=== Page extract ===
Area graph showing the increase in U.S. ag exports to South Korea since 2000.  Most of the growth has been in consumer-oriented products.

Based on market trends, the following products have good growth potential:

Ingredients for Baked Goods: Baked goods have become everyday food items for many Koreans. Western-style pastries at cafés, restaurants, and convenience stores are favorites among young, urban consumers; cakes and other baked goods are enjoyed not only for life-event celebrations but also for regular social gatherings. According to Euromonitor, retail baked goods sales in Korea are forecast to reach $4.4 billion in 2025, a 26.5 percent increase from pre-COVID 2019 levels. With more than 80 percent of the value market share captured by small artisanal bakeries, it is important for U.S. exporters to connect with intermediary distributors and agents.

  • Tree Nuts: Health-conscious consumers who want to enjoy baked goods often look for items with tree nuts, less sugar, and organic ingredients. The United States is the leading supplier of almonds and walnuts, first and third largest (in value) tree nuts imports, respectively.
  • Berries: Fresh or processed (frozen, prepared, or preserved) berries are essential ingredients in baked goods. In 2020, Korea imported $27.0 million of fresh berries, a 28.1 percent increase compared to 2019. Although Chile is the leading supplier, starting in 2021, U.S. producers enjoy the same zero tariff on fresh berries. The United States also enjoys zero tariffs on frozen strawberries and prepared cranberries.

Cheese: In addition to the rising trend of Korean consumers demanding more international food products, fusion food items that mix traditional Korean cuisines with a Western flare, or vice versa, are on the rise. One key ingredient to much of this fusion is cheese. For example, adding cheese to spicy and flavorful Korean cuisines attracts young consumers. Convenient Western-style delivery food favorites, such as pizza and pasta, have grown in popularity in Korea, especially as indoor dining has fallen amid the pandemic. Since Korea has a free trade agreement with major competitors such as Australia, New Zealand, and the European Union (EU), cheese is priced competitively and is increasingly available to more consumers.

Wine: In 2020, Korea imported $366.8 million of wine and related products, a compound annual growth rate of 10.9 percent from 2010. Because Korea has a limited local wine production, it is a big market for exporters. Publicized health benefits of wine consumption, paired with rising income and evolving food trends, have boosted demand for wine. Also, wine has benefited from the COVID-induced trend of in-home drinking. In order to put a premium on the in-home drinking experience, customers have sought out wine to virtually continue social gatherings and events. Although main competitors such as the EU and Chile have a strong presence in Korea, U.S. wine continues to gain market share. In 2020, the United States saw its highest market share of 15.9 percent.

Despite the global pandemic, Korea’s agricultural imports stayed relatively stable. High-value, consumer-oriented products such as dairy products, tree nuts, bakery goods, and alcoholic beverages did not see reduced demand. Trade data from 2020 suggest that Korea has not only a comparatively stable supply chain to promptly supply retailers and importers, but also a robust middle class where demand for imported agricultural products does not significantly drop due to lower purchasing power. Even though stiff competition remains a challenge, U.S. producers that continue to follow Korea’s dynamic consumptions trends and provide high-quality food and ingredients should have promising opportunities.

Market share and global sales information is from Trade Data Monitor, LLC unless otherwise indicated.

=== What to do ===
**1.** In the passage on U.S. farm exports to South Korea, swap "convenience stores" for "supermarkets" and write out the text again. Begin at the words "Area graph showing"; stop after "distributors and agents.".
**2.** Condense the paragraph in the passage on U.S. farm exports to South Korea that begins "Wine: In 2020" into a short bulleted list that keeps its main facts.

=== Given material ===
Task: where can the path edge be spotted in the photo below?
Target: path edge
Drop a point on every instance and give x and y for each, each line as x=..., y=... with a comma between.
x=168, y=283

=== List of answers ===
**1.**
Area graph showing the increase in U.S. ag exports to South Korea since 2000.  Most of the growth has been in consumer-oriented products.

Based on market trends, the following products have good growth potential:

Ingredients for Baked Goods: Baked goods have become everyday food items for many Koreans. Western-style pastries at cafés, restaurants, and supermarkets are favorites among young, urban consumers; cakes and other baked goods are enjoyed not only for life-event celebrations but also for regular social gatherings. According to Euromonitor, retail baked goods sales in Korea are forecast to reach $4.4 billion in 2025, a 26.5 percent increase from pre-COVID 2019 levels. With more than 80 percent of the value market share captured by small artisanal bakeries, it is important for U.S. exporters to connect with intermediary distributors and agents.

**2.**
- Korea imported $366.8 million of wine and related products in 2020, a compound annual growth rate of 10.9 percent from 2010.
- Limited local production makes Korea a big market for exporters.
- Demand has risen with publicized health benefits, rising income, and evolving food trends.
- COVID-era in-home drinking helped wine, as customers used it to continue social gatherings and events virtually.
- The EU and Chile have a strong presence, but U.S. wine keeps gaining share, reaching its highest market share of 15.9 percent in 2020.